- **TASK OBJECTIVE**: Identify the line in which "rocky shoreline shown in this photo." appears, then reproduce that line and all remaining lines of the records word for word.

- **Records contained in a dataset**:

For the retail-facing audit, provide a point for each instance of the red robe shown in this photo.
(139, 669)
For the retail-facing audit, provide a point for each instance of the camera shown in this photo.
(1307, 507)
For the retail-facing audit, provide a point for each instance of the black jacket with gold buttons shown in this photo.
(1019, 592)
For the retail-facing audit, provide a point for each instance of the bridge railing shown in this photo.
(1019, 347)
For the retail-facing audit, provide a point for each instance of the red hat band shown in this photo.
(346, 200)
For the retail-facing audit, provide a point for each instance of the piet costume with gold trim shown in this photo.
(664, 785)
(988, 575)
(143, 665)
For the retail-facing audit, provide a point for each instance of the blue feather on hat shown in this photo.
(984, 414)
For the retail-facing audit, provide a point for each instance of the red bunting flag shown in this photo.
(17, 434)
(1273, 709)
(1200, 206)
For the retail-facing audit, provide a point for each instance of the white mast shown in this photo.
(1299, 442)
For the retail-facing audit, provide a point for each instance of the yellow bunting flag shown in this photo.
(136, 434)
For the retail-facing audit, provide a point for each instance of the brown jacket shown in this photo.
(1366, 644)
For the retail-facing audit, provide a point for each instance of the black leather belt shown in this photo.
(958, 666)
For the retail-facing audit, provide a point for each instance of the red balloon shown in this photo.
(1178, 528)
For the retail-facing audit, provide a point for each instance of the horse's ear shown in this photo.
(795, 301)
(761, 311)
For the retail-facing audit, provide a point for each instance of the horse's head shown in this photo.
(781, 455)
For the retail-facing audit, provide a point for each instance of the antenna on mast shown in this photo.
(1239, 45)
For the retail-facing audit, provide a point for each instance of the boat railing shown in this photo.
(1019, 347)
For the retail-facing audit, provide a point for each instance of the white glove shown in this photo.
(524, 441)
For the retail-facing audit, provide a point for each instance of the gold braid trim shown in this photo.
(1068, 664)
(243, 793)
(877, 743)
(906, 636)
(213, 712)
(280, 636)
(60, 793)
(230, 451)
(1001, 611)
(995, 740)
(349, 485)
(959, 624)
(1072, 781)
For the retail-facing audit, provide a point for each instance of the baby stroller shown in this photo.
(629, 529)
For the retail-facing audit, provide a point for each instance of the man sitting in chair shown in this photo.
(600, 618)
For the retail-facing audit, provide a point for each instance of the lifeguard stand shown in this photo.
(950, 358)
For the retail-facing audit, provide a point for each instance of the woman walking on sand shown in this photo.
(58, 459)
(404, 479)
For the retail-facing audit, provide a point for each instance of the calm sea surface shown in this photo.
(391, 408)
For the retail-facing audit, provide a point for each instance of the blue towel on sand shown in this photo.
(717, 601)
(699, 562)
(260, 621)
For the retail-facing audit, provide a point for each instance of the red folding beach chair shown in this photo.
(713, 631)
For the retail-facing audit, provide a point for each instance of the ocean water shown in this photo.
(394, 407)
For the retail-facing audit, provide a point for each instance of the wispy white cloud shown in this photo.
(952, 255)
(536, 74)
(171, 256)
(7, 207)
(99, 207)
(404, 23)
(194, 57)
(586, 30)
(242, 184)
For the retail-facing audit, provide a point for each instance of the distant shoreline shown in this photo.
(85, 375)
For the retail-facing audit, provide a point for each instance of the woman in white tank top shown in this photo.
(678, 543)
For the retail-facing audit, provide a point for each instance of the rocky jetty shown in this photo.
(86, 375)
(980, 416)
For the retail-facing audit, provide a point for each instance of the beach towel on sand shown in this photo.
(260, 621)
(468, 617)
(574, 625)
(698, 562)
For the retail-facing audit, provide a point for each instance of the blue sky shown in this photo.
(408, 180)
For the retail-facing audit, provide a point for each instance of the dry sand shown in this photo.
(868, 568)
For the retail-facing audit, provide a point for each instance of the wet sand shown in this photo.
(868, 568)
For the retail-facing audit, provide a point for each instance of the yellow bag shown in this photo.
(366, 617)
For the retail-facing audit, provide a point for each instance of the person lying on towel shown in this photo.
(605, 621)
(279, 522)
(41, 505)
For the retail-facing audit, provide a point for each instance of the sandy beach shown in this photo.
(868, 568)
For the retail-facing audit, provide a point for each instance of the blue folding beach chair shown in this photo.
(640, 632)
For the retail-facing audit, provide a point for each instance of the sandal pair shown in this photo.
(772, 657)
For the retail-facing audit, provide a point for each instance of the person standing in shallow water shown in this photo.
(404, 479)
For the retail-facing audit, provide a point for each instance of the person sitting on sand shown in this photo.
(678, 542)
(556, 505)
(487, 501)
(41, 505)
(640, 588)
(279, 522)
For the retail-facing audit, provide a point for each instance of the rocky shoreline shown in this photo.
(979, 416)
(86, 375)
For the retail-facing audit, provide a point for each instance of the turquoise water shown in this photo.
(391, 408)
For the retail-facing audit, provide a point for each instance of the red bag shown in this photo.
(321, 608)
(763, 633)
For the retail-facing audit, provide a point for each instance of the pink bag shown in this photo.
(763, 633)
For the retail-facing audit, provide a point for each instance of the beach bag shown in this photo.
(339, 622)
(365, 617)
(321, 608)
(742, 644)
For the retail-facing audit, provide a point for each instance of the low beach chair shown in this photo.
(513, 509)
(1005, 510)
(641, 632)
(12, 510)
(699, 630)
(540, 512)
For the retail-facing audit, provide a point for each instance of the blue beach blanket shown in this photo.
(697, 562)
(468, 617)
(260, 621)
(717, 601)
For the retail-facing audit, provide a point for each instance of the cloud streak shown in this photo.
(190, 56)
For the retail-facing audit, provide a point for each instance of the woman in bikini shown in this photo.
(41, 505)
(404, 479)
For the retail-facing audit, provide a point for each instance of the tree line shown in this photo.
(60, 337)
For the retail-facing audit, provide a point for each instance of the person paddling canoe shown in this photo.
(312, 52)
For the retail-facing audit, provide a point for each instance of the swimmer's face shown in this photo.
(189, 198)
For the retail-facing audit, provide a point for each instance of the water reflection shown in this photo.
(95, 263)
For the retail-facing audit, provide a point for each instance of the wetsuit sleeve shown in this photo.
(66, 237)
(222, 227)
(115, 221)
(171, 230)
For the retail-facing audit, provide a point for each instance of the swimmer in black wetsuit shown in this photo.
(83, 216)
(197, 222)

- **SOLUTION TO THIS EXERCISE**:
For the retail-facing audit, provide a point for each instance of the rocky shoreline shown in this photo.
(979, 416)
(86, 375)
For the retail-facing audit, provide a point for each instance of the turquoise water shown in this photo.
(391, 408)
For the retail-facing audit, provide a point for each instance of the red bag shown in this photo.
(321, 608)
(763, 633)
For the retail-facing audit, provide a point for each instance of the pink bag shown in this photo.
(763, 633)
For the retail-facing audit, provide a point for each instance of the beach bag shown in this photo.
(339, 622)
(365, 617)
(321, 608)
(742, 644)
For the retail-facing audit, provide a point for each instance of the low beach chair shown in this photo.
(513, 509)
(1005, 510)
(641, 632)
(12, 510)
(699, 630)
(540, 512)
For the retail-facing audit, provide a point for each instance of the blue beach blanket shown in this photo.
(697, 562)
(468, 617)
(260, 621)
(717, 601)
For the retail-facing audit, provide a point for each instance of the cloud streak shown in this photo.
(190, 56)
For the retail-facing audit, provide a point for each instance of the woman in bikini shown in this photo.
(41, 505)
(404, 479)
For the retail-facing audit, provide a point for each instance of the tree line shown in this photo.
(60, 337)
For the retail-facing audit, provide a point for each instance of the person paddling canoe shown in this photo.
(312, 52)
For the retail-facing audit, provide a point for each instance of the swimmer's face shown in this photo.
(189, 198)
For the retail-facing audit, provide a point for each instance of the water reflection shown in this photo.
(95, 263)
For the retail-facing audit, provide a point for each instance of the wetsuit sleeve shown in this photo.
(66, 237)
(222, 227)
(115, 221)
(171, 230)
For the retail-facing audit, provide a point for each instance of the swimmer in black wetsuit shown in this photo.
(83, 216)
(197, 222)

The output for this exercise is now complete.